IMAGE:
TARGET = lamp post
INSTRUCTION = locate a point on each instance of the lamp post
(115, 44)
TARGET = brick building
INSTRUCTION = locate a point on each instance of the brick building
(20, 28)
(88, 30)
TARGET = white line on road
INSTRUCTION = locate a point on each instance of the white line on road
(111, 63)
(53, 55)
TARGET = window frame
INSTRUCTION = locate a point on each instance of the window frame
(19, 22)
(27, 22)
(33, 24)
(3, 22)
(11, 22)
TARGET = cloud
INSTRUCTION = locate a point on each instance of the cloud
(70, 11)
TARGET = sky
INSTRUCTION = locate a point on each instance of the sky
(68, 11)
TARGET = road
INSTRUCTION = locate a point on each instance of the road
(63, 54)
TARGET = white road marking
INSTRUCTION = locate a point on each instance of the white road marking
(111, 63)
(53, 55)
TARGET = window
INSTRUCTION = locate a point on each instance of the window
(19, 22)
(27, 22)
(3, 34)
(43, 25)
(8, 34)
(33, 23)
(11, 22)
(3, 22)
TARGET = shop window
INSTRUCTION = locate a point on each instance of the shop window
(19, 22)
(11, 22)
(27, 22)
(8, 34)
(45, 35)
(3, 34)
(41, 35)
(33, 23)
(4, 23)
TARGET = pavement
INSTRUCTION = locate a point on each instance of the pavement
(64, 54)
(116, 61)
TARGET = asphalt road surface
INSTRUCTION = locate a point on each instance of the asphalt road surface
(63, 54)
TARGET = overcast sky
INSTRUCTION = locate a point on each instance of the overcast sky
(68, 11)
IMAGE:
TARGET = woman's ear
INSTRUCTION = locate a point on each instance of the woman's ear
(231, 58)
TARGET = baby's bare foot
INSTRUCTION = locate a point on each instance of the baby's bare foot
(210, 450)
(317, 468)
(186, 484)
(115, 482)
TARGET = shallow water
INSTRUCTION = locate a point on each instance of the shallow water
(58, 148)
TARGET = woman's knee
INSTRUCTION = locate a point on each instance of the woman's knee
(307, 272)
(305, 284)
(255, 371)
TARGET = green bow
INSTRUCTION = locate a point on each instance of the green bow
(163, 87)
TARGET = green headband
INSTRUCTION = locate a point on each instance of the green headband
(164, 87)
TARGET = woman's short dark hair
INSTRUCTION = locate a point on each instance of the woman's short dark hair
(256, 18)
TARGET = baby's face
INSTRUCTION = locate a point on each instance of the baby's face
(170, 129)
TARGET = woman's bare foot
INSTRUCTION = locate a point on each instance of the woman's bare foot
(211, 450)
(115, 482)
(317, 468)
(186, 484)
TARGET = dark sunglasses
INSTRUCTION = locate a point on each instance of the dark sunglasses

****************

PROBLEM DESCRIPTION: Put all the lines of the items above into one numbered list, leaving out any blank lines.

CORRECT OUTPUT:
1. IMAGE:
2. TARGET = lamp post
3. INSTRUCTION = locate a point on each instance of the lamp post
4. (115, 44)
5. TARGET = brick building
6. INSTRUCTION = locate a point on each instance of the brick building
7. (20, 28)
8. (88, 30)
9. TARGET = white line on road
10. INSTRUCTION = locate a point on each instance of the white line on road
11. (111, 63)
12. (53, 55)
13. TARGET = window frame
14. INSTRUCTION = locate a point on each instance of the window frame
15. (19, 22)
16. (27, 22)
17. (33, 24)
18. (3, 22)
19. (11, 22)
20. TARGET = cloud
21. INSTRUCTION = locate a point on each instance of the cloud
22. (70, 11)
23. TARGET = sky
24. INSTRUCTION = locate a point on each instance of the sky
25. (68, 11)
26. TARGET = road
27. INSTRUCTION = locate a point on each instance of the road
28. (63, 54)
29. TARGET = white road marking
30. INSTRUCTION = locate a point on each instance of the white road marking
31. (111, 63)
32. (53, 55)
33. TARGET = window
34. INSTRUCTION = locate a point on each instance of the window
35. (19, 22)
36. (27, 22)
37. (3, 34)
38. (43, 25)
39. (8, 34)
40. (33, 23)
41. (11, 22)
42. (3, 22)
43. TARGET = shop window
44. INSTRUCTION = locate a point on each instance of the shop window
45. (19, 22)
46. (11, 22)
47. (27, 22)
48. (8, 34)
49. (45, 35)
50. (3, 34)
51. (41, 35)
52. (33, 23)
53. (4, 23)
54. TARGET = pavement
55. INSTRUCTION = locate a point on each instance of the pavement
56. (64, 54)
57. (116, 61)
58. TARGET = asphalt road surface
59. INSTRUCTION = locate a point on each instance of the asphalt road surface
60. (63, 54)
61. TARGET = overcast sky
62. INSTRUCTION = locate a point on each instance of the overcast sky
63. (68, 11)
64. IMAGE:
65. TARGET = woman's ear
66. INSTRUCTION = locate a point on each instance of the woman's ear
67. (231, 58)
68. TARGET = baby's bare foot
69. INSTRUCTION = locate a point on each instance of the baby's bare foot
70. (210, 450)
71. (317, 468)
72. (186, 484)
73. (115, 482)
74. TARGET = shallow water
75. INSTRUCTION = locate a point on each instance of the shallow water
76. (58, 148)
77. TARGET = woman's knee
78. INSTRUCTION = locate a point on each instance of the woman's knee
79. (307, 272)
80. (305, 284)
81. (255, 371)
82. TARGET = green bow
83. INSTRUCTION = locate a point on each instance of the green bow
84. (163, 87)
85. TARGET = green headband
86. INSTRUCTION = locate a point on each instance of the green headband
87. (164, 87)
88. TARGET = woman's short dark hair
89. INSTRUCTION = locate a point on each instance of the woman's short dark hair
90. (256, 18)
91. TARGET = baby's face
92. INSTRUCTION = locate a point on each instance of the baby's face
93. (170, 129)
94. TARGET = woman's bare foot
95. INSTRUCTION = locate a point on each instance of the woman's bare foot
96. (211, 450)
97. (115, 482)
98. (317, 468)
99. (186, 484)
100. TARGET = dark sunglasses
101. INSTRUCTION = locate a point on each instance of the dark sunglasses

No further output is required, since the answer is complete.